◆ ACTIONS TO TAKE:
**1)** In the text on debuggers failing, which kind of bug comes first in the list ordered by decreasing likelihood?
**2)** Transcribe the text on debuggers failing between "- Security exploits" and "a debug build.", inclusive.

◆ SELECTED PASSAGE:
# # # # # # #

When Debuggers Fail
I recently traded in my car for a new one, only to take the new car home and have it completely dead in my garage the next day; I couldn’t crank the engine or anything. I had it towed back to the dealer. The dealer replaced the battery which they said had “gone bad” and wouldn’t hold a charge. Okay, fine. I got it back and started noticing another weird problem: the radio would randomly turn on when the car was off. Well, I thought, maybe this is what’s running the battery down. Took it back to the dealer and told them the radio was possessed, and, thankfully, they were able to reproduce the problem. So then they call the engineering team that worked on the car to get them involved.
The engineers have seen these kinds of issues before, they said, and said to replace the radio. The dealer did so, and all the diagnostics came up clear. I get the car back a few days later with a new radio and take it home. Guess what happened the next morning? Dead again. At this point, everyone involved has realized that this problem is substantially more serious than a dead battery. The technicians are stumped, the engineers are stumped, and I’m left with a crappy rental car. Finally, I just ask for a new vehicle, which I’ll be picking up on Monday. Last I heard, the technicians were ripping all the wiring out of the car looking for a short somewhere that’s causing the problem.
As a software developer, this kind of “unsolvable” problem is all too familiar. In fact, it seems like there’s a whole class of bugs that occur in software that can be damn near impossible for the developer to track down and fix. Among these (in roughly decreasing order of likelihood):
- Synchronization problems.
- Security exploits (especially if the security was tacked onto the system later).
- Bugs in closed-source third-party libraries.
- Problems that show up in a release build but not a debug build.
- Bugs in the compiler.
- Bugs in hardware.
Nearly all of these kinds bugs are not the kind that can be carefully reproduced and debugged using traditional debugging tools. Eliminating these issues requires a much more holistic approach to system design.

# # # # # # #

◆ DATASET CONTENT:
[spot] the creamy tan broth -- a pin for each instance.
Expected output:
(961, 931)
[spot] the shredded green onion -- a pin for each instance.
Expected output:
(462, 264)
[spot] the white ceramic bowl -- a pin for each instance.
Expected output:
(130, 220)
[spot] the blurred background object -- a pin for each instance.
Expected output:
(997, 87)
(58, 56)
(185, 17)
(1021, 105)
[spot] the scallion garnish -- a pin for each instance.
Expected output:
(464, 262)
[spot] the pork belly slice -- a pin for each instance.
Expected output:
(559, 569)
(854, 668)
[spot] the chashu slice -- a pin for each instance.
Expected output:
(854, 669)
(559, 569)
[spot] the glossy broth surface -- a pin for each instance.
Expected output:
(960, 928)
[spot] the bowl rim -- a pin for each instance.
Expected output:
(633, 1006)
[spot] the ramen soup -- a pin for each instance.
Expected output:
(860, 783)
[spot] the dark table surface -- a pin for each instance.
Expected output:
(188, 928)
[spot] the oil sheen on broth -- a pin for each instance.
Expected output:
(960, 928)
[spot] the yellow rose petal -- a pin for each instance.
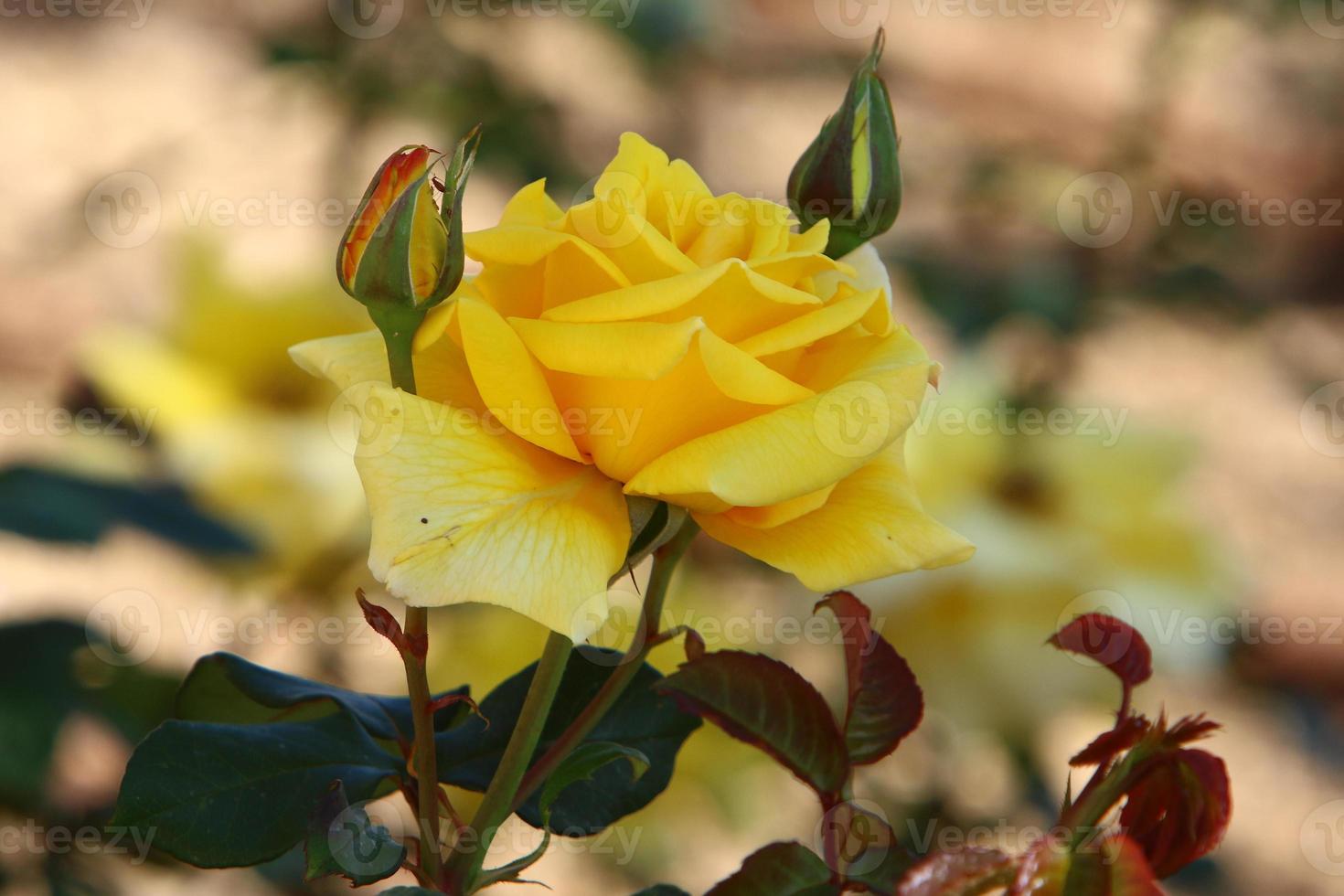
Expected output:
(732, 300)
(531, 208)
(869, 394)
(618, 349)
(511, 382)
(441, 372)
(461, 513)
(871, 526)
(814, 325)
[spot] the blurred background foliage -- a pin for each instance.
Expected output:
(210, 483)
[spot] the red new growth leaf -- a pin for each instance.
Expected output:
(951, 873)
(1179, 809)
(1115, 867)
(1115, 645)
(382, 621)
(1126, 732)
(884, 700)
(766, 704)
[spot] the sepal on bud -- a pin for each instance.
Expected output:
(403, 251)
(851, 172)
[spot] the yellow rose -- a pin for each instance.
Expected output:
(656, 340)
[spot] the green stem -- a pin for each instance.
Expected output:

# # # # # # #

◆ ANSWERS GIVEN:
**1)** Synchronization problems.

**2)**
- Security exploits (especially if the security was tacked onto the system later).
- Bugs in closed-source third-party libraries.
- Problems that show up in a release build but not a debug build.